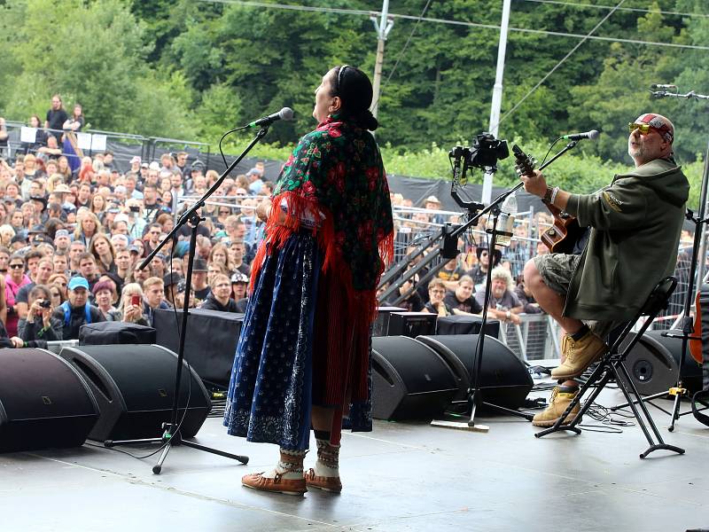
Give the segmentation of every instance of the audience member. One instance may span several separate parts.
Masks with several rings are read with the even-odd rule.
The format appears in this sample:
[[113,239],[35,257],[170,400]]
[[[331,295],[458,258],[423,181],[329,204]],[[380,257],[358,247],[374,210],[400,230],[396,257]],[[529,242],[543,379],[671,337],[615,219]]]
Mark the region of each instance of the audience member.
[[68,299],[54,311],[52,317],[62,323],[62,340],[78,340],[82,325],[105,319],[98,309],[89,303],[89,282],[84,278],[72,278],[68,289]]

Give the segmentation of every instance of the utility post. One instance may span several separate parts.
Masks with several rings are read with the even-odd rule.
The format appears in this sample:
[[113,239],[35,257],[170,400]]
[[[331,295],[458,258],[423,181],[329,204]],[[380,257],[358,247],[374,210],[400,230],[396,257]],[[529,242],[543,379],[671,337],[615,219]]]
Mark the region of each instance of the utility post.
[[374,29],[377,31],[377,60],[374,63],[374,82],[372,83],[374,95],[371,106],[371,113],[376,118],[379,107],[379,87],[382,82],[382,64],[384,63],[384,42],[386,40],[386,35],[389,35],[392,27],[393,27],[393,19],[389,18],[389,0],[384,0],[381,19],[378,20],[377,13],[371,13],[370,20],[374,24]]
[[[500,43],[497,46],[497,72],[495,74],[493,101],[490,106],[490,129],[488,131],[497,138],[500,125],[500,108],[503,105],[503,78],[504,76],[504,55],[507,51],[507,28],[510,25],[510,3],[503,0],[503,20],[500,23]],[[486,173],[482,183],[482,202],[490,203],[493,194],[493,174]]]

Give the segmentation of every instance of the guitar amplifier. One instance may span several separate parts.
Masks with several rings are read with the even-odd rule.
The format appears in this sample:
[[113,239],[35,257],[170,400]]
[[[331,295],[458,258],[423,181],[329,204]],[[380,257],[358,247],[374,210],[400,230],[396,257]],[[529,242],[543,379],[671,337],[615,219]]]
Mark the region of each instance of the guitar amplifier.
[[702,285],[697,301],[697,311],[702,317],[702,385],[709,390],[709,285]]

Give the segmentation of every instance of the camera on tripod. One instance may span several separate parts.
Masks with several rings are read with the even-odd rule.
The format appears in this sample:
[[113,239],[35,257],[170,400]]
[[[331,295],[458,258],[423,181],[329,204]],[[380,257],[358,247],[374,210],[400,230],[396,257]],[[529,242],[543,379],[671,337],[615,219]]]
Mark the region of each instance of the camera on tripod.
[[468,183],[466,174],[470,167],[480,168],[486,172],[497,171],[497,161],[510,156],[507,141],[497,139],[492,133],[480,133],[475,137],[470,148],[456,146],[448,152],[448,158],[453,166],[453,184],[450,195],[459,206],[468,212],[477,211],[484,206],[482,203],[471,201],[461,196],[458,187]]
[[464,181],[470,167],[495,172],[497,161],[509,156],[507,141],[495,138],[492,133],[480,133],[470,148],[456,146],[448,153],[448,157],[453,160],[454,168],[460,168],[461,162],[463,163],[463,175],[459,177]]

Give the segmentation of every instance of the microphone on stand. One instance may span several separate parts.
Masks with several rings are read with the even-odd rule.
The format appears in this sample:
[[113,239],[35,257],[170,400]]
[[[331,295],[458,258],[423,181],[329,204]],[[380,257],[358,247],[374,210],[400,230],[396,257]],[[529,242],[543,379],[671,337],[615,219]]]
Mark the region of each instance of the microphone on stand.
[[588,138],[589,140],[596,140],[598,138],[600,133],[597,129],[591,129],[590,131],[586,131],[586,133],[572,133],[570,135],[562,135],[562,138],[564,140],[582,140],[584,138]]
[[264,116],[259,120],[254,120],[248,123],[249,128],[260,128],[261,126],[269,126],[273,122],[279,120],[290,121],[293,119],[293,110],[290,107],[284,107],[278,113],[274,113],[269,116]]

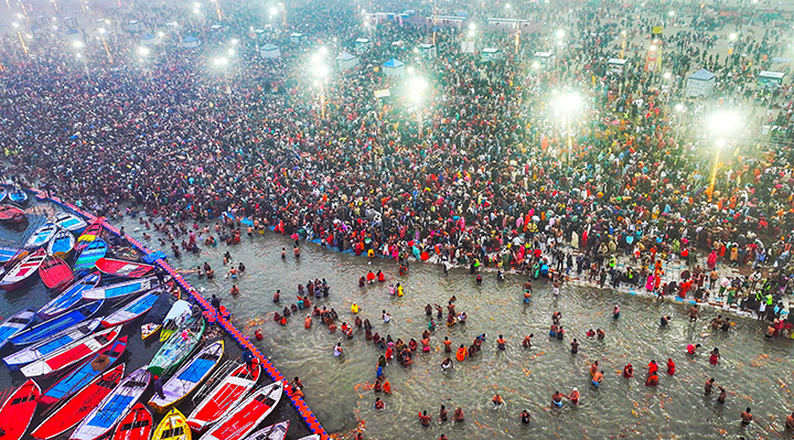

---*---

--- What the task asks ---
Extract the lines of the material above word for word, starting at the line that has "Give the segmentation of every instance of the camera" and ending after the line that has "Mark the region of each instance of the camera".

--- Output for this exercise ---
Give the segmentation of every instance of the camera on tripod. One instance may span several separate parts.
Masks with several rings are read with the even-odd rule.
The format appears in this sample:
[[113,239],[35,257],[170,400]]
[[[331,295],[458,258],[423,181],[329,204]],[[380,257],[358,247],[374,210],[400,230],[396,257]],[[529,242],[543,379],[671,337],[615,219]]]
Mark the region of each instance of the camera on tripod.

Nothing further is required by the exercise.